Exercise 1:
Answer these questions about the committee's critique below, one line each:
(a) Whom do the members of ECOS speak for?
(b) Which side will the committee's comments appear to emphasize?
(c) What has the committee numbered as an aid to clarity?
Exercise 2: In the committee's critique below, which kinds of criticism does the committee say it tried not to fall into? Name all of them.
Exercise 3: Go on writing the committee's critique of SDUM below, picking up right after its last sentence.

Page:

In presenting this critique the members of ECOS speak as the representatives of the faculty of the University of Montana at Missoula, not of The University of Montana. Moreover, we have borne in mind the fact that we are the only committee composed wholly of UM-M faculty members called upon to evaluate SDUM.
The committee recognizes that it is privileged to reflect upon the work of those involved in the planning process free from the various requirements that process imposed. We have striven to put that liberty to good use, avoiding to the best of our ability falling into mere caviling, carping or idealistic dismissiveness; our comments will by the nature of the case, however, appear to emphasize the negative. Yet our aim has been to make a positive contribution to the planning process itself in its last stage, that where plans begin to become concrete guides for actions.
We begin by presenting comments on general weaknesses of SDUM , i.e., those involving its structure, its organization, or which occur at various places throughout the document. We proceed to consider the document in detail, section by section. As an aid to clarity we have numbered our points within each of these divisions of our report.

Listed records:
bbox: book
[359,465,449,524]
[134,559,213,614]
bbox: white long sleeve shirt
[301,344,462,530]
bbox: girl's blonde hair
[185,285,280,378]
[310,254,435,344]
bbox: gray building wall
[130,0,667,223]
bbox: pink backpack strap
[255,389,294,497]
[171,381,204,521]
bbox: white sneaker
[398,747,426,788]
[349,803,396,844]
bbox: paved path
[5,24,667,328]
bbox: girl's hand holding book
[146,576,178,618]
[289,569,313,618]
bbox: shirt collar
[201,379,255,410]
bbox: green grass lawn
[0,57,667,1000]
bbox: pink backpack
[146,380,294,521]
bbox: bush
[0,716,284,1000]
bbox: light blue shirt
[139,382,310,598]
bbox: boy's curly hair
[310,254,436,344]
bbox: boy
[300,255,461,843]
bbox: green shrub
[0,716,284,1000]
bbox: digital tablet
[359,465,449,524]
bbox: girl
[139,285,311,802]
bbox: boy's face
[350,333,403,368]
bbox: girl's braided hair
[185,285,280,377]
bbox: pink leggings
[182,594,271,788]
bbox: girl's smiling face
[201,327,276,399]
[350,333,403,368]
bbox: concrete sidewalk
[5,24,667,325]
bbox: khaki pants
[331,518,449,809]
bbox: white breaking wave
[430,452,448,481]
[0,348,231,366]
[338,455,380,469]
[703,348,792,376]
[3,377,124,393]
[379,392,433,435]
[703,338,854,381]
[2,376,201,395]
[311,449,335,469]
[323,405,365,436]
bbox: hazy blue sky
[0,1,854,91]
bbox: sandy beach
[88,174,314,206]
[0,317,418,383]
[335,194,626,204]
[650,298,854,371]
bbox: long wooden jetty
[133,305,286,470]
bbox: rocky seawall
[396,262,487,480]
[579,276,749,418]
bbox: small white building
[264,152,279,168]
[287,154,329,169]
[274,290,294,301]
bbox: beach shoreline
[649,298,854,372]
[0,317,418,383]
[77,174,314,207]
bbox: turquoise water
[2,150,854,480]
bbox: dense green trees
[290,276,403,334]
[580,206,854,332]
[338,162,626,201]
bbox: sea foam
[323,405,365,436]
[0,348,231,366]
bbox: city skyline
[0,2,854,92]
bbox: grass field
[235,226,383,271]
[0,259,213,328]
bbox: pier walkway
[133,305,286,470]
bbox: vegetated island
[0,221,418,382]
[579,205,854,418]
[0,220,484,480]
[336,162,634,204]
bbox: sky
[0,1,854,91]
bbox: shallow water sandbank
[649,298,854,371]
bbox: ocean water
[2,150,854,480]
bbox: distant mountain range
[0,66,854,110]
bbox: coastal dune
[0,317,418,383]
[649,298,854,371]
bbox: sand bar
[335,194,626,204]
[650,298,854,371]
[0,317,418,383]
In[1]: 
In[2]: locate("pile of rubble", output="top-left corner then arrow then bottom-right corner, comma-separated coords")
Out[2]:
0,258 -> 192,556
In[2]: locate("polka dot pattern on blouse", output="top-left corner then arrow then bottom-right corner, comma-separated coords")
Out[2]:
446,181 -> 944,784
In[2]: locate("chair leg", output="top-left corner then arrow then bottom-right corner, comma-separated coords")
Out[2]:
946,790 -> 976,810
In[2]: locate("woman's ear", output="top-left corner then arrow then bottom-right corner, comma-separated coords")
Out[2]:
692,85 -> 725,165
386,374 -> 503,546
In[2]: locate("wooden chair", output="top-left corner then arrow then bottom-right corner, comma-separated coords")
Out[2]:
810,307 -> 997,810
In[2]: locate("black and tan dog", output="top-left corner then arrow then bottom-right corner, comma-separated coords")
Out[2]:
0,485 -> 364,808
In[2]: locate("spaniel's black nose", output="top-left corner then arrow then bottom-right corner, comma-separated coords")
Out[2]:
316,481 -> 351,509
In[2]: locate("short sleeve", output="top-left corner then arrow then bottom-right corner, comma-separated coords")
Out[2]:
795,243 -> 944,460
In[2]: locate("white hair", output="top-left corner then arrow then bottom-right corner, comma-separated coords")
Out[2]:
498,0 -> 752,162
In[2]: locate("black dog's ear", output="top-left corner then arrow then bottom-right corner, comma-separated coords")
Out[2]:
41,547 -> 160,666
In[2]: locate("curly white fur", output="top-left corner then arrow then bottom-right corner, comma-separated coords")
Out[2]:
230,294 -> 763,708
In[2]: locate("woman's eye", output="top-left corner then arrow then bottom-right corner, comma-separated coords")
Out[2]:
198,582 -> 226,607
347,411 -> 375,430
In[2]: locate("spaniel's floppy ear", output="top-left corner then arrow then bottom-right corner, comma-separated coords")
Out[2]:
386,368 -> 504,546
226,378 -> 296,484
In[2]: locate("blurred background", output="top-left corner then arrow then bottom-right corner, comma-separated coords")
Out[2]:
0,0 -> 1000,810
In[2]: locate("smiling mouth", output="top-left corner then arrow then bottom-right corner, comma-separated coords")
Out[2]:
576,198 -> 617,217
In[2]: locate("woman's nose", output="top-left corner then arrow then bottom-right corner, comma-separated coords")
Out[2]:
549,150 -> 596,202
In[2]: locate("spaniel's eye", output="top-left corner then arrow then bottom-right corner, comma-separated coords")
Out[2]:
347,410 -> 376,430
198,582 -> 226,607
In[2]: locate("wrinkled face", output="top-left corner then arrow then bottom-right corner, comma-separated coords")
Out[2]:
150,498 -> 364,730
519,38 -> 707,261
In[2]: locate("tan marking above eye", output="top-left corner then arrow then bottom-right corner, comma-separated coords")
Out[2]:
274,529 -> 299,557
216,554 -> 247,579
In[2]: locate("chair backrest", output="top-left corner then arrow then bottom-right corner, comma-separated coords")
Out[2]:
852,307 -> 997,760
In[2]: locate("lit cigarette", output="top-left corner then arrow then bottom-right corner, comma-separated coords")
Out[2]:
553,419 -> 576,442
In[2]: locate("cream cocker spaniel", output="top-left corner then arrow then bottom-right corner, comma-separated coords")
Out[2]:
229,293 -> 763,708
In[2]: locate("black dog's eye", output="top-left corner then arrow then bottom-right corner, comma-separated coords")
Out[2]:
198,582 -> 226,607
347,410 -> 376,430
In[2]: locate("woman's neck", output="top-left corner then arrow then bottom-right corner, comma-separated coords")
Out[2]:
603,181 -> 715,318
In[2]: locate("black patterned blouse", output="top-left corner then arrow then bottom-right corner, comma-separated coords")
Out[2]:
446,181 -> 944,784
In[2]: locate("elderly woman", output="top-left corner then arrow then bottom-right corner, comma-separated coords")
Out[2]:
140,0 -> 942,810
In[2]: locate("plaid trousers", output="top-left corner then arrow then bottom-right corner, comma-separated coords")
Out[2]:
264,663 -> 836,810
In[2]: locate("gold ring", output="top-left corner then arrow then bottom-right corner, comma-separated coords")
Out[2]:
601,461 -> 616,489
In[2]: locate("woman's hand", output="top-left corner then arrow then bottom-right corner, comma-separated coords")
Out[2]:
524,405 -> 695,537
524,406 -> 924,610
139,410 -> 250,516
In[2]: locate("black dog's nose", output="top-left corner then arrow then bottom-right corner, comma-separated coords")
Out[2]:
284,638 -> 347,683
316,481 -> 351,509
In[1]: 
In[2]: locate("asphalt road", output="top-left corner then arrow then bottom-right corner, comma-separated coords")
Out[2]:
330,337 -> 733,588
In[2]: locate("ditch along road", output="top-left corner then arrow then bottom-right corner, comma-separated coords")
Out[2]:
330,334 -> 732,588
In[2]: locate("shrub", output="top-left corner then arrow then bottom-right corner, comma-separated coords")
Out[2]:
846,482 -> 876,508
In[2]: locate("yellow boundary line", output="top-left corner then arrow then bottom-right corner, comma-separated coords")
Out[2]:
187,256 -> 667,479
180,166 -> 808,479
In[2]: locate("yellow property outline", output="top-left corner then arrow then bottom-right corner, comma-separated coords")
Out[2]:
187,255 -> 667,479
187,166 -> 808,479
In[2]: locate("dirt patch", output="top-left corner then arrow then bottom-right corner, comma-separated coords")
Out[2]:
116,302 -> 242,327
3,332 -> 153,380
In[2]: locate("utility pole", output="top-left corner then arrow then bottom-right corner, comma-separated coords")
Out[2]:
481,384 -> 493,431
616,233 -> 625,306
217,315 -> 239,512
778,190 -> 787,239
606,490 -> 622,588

Reply 1:
(a) The faculty of the University of Montana at Missoula, not The University of Montana.
(b) The negative.
(c) Its points within each division of its report.

Reply 2:
- Caviling
- Carping
- Idealistic dismissiveness

Reply 3:
GENERAL PROBLEMS:
(1) SDUM appears to us to fall into four major parts: (I) a brief introduction describing the planning process of which SDUM is the result; (ii) a rationale segment, divided into three sections, "Aspiration Statements," Core Values," and "Strategic Goals"; (iii) an action segment, divided into three sections, "Executive Functions,"Academic and Student Services Functions," and "Administrative Affairs"; (iv) finally, there is a very brief "Conclusion." None of these sections include any clear indication of the document's purpose. [The nearest thing to a mention of purpose we find is in the heading paragraph for the "Strategic Directions" section, but that statement refers only to the directions which follow, not to SDUM itself.] The natural assumption would be that it has been presented as the final, summary report from the planning process, an assumption which is supported by its "Introduction." Indeed we have stated above that we regard the document in this way. But the "Introduction" goes on to state that, "The final reports of the seven task forces will serve as a guide to the future as we seek to respond to the challenges before us." [p. 1] This point is then reasserted in the heading paragraph for the "Strategic Directions" [p. 3] segment and in the "Conclusion" [p. 13]. We are left with the possibility, therefore, that as a whole is not meant to have any directive significance at all, but is merely informational.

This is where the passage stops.